The municipality's appraisal expert began his income capitalization analysis by arriving at his opinion of economic rent. He indicated that the subject leases in effect as of the October 1, 1982 and October 1, 1983 assessment dates, and the rents received thereon, constituted the economic rent. His opinion was based upon his review of the subject leases and his experience. This experience, according to the witness, rendered it unnecessary for him to examine the market for comparable rents.
With respect to the vacant 46,111 square feet of space, he attributed $7 a square foot as economic rent as of October 1, 1982 and $8 a square foot as of October 1, 1983. His opinion was based upon his belief that the 46,111 square feet of space would more appropriately be subdivided into smaller parcels which command higher square foot rentals. He utilized three leases on the subject property which ranged from $8.50 to $9.50 a square foot. He did not investigate the market. He made adjustments for size, time and location within the improvements, as well as the condition of the subject parcel to arrive at the aforementioned conclusion. By stipulation, his economic rent for the leased portion of the premises for 1983 was $880,0005, which when added to $322,777 (vacant 46,111 square feet at $7 a square foot), results in a total gross rental of $1,202,777 for the 1983 tax year. For the 1984 tax year he utilized the $887,045 actual rental. He added $368,808, representing the vacant 46,111 square feet of space at $8 a square foot, resulting in a total gross economic rent of $1,255,853.

### Data provided
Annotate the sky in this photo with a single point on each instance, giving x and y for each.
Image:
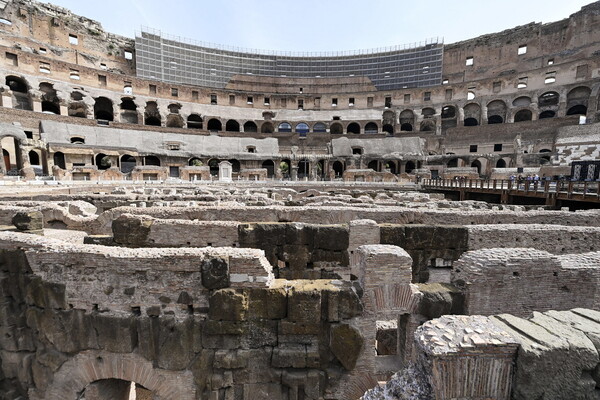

### Objective
Output the section of the appraisal excerpt from "The municipality's appraisal" to "for comparable rents.", word for word. The material was drawn from a different source than the appraisal excerpt.

### Right answer
The municipality's appraisal expert began his income capitalization analysis by arriving at his opinion of economic rent. He indicated that the subject leases in effect as of the October 1, 1982 and October 1, 1983 assessment dates, and the rents received thereon, constituted the economic rent. His opinion was based upon his review of the subject leases and his experience. This experience, according to the witness, rendered it unnecessary for him to examine the market for comparable rents.